**Instructions for the task**
From the coffee bar interview with Haley Lytle below, copy word for word the part that opens with the words containing "What cause or" and closes with "is critically overlooked?".

**Excerpted passage**
================================
Nominated by Kara Herman and Ben Lytle
Haley Lytle is a co-founder at Cryptozoology, a quality-focused multi-roaster coffee bar located in Denton, Texas. Lytle is one of several nominees featured for their exemplary expression of service and hospitality in a specialty coffee environment. A working barista and entrepreneur, Lytle’s work in coffee helps advance the culture in ways large and small. Here’s more from a nominating essay by Kara Herman:
“Haley specifically thrives on efficiency and makes it an art. She is able to communicate with customers while knocking out an order before the customer even walks away from the bar. (Almost every time!)… She has been incredibly encouraging and inspiring to me. I am only a few months into joining the coffee community so I am very glad to be learning from her… She makes sure that our team is efficient, happy, learning, and exhibiting the best customer experience possible. She has a gentle way of teaching and showing me how to do certain tasks better and explaining why it will make an overall difference in what we are doing. High-quality drinks and exceptional customer service are our goals and she makes sure it happens while having a lot of fun… She goes above and beyond but has no idea.”
This interview has been edited and condensed.
What issue in coffee do you care about most?
I care about hospitality being restored because I feel like it became the norm for baristas to have a mean edge. What seemed to manifest from that was a lack of making customers feel welcome and being given the opportunity to fall in love with coffee, whether your thing is vanilla iced lattes or pour-overs. I would also love to see more racial diversity in the coffee industry because the market still seems to be directed toward a certain kind of person who looks one way, knows certain things, and is well-spoken in English.
What cause or element in coffee drives you?
I love getting to serve people and make them feel known. We love to memorize people’s names to further dignify them as real people. I definitely love coffee itself and the nuances there, but it’s amazing to see how customers can feel your warmth and love translated even when you’re standing on one side of the bar. The fact that we can change the atmosphere is magical to me.
What issue in coffee do you think is critically overlooked?
Again, I would say that service can be overlooked a lot. A lot of baristas don’t know how to simultaneously be personal, efficient, and knowledgeable about their profession. This includes being passionate or mindful about coffee beverages of all types, making every kind of drink the best drink it can be, including flavored lattes that have been criticized as uncool. It also includes being hospitable to people that are new to coffee, speak a totally different language, are disabled in some way or who don’t care to be passionate about coffee the way you are (and this includes your own baristas who don’t want to make coffee their career). I think we have a secret set of things we expect customers and baristas to know without actually being patient and kind in helping them learn things they’re probably too afraid to ask about for fear of feeling dumb.
================================
**Given information**

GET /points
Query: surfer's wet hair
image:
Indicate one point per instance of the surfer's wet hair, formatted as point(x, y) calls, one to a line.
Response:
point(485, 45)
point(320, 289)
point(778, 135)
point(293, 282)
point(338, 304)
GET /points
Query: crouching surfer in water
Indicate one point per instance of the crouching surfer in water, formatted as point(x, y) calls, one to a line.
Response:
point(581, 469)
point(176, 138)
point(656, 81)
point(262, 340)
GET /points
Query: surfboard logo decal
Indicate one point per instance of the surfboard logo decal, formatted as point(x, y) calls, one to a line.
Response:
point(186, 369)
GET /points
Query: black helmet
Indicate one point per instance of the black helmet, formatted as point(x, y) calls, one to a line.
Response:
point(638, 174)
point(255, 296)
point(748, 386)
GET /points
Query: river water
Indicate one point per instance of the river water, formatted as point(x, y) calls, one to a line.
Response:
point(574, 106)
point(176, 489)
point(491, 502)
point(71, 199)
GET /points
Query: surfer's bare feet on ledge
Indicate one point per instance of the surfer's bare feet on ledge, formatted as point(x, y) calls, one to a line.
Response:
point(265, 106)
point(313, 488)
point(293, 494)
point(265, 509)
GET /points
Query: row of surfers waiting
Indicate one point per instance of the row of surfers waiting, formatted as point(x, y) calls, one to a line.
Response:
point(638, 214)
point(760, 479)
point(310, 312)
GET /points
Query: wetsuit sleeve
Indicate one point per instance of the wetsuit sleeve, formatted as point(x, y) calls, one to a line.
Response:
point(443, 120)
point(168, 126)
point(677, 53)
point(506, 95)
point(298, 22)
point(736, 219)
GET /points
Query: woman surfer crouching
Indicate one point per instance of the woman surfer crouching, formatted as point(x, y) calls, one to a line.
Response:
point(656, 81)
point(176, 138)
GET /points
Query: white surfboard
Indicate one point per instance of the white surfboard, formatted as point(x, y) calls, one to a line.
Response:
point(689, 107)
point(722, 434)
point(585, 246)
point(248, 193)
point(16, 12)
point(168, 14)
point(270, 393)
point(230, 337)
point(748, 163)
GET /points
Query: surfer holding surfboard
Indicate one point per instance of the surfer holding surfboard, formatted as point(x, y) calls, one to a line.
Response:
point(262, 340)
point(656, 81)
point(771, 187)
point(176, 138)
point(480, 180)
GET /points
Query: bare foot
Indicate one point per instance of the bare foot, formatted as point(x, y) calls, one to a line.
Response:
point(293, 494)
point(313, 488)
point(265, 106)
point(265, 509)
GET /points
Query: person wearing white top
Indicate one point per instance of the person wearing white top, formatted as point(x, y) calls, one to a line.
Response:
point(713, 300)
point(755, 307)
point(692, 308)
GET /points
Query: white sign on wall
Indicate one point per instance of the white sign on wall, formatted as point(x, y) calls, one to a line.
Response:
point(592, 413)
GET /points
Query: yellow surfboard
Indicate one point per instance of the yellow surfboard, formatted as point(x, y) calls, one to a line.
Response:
================================
**Written answer**
What cause or element in coffee drives you?
I love getting to serve people and make them feel known. We love to memorize people’s names to further dignify them as real people. I definitely love coffee itself and the nuances there, but it’s amazing to see how customers can feel your warmth and love translated even when you’re standing on one side of the bar. The fact that we can change the atmosphere is magical to me.
What issue in coffee do you think is critically overlooked?